*** Opening of DATASET EXCERPTS ***
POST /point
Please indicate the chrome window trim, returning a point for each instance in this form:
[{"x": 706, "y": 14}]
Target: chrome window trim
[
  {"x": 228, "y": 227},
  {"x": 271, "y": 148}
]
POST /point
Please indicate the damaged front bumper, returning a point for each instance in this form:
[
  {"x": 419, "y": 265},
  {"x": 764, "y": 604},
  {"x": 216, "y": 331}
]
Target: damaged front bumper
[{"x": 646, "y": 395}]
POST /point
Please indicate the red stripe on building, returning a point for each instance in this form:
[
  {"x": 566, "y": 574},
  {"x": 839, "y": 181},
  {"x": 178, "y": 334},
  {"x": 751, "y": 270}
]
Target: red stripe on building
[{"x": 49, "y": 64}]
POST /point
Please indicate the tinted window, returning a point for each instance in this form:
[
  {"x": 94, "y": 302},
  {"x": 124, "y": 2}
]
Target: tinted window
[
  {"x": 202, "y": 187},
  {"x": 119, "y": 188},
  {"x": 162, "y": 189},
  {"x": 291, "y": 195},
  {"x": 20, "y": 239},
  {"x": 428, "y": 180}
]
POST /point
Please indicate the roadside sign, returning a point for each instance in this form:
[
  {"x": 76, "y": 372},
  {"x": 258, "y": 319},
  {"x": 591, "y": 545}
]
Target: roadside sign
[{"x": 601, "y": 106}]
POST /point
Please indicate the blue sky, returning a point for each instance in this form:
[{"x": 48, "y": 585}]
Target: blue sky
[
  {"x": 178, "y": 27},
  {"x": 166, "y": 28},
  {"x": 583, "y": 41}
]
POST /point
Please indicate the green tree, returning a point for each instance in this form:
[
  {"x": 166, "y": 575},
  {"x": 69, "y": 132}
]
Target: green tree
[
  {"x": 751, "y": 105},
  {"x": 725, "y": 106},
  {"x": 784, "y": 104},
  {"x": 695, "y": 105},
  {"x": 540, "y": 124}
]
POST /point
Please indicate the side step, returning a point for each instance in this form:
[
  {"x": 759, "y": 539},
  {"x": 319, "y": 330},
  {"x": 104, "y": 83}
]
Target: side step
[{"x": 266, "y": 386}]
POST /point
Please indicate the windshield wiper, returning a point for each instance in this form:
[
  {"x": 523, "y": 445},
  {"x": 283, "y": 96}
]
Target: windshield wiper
*** Close of DATASET EXCERPTS ***
**TASK STATEMENT**.
Using the records above, say how many lines include the string "each". Only the number is wanted.

**FINAL ANSWER**.
9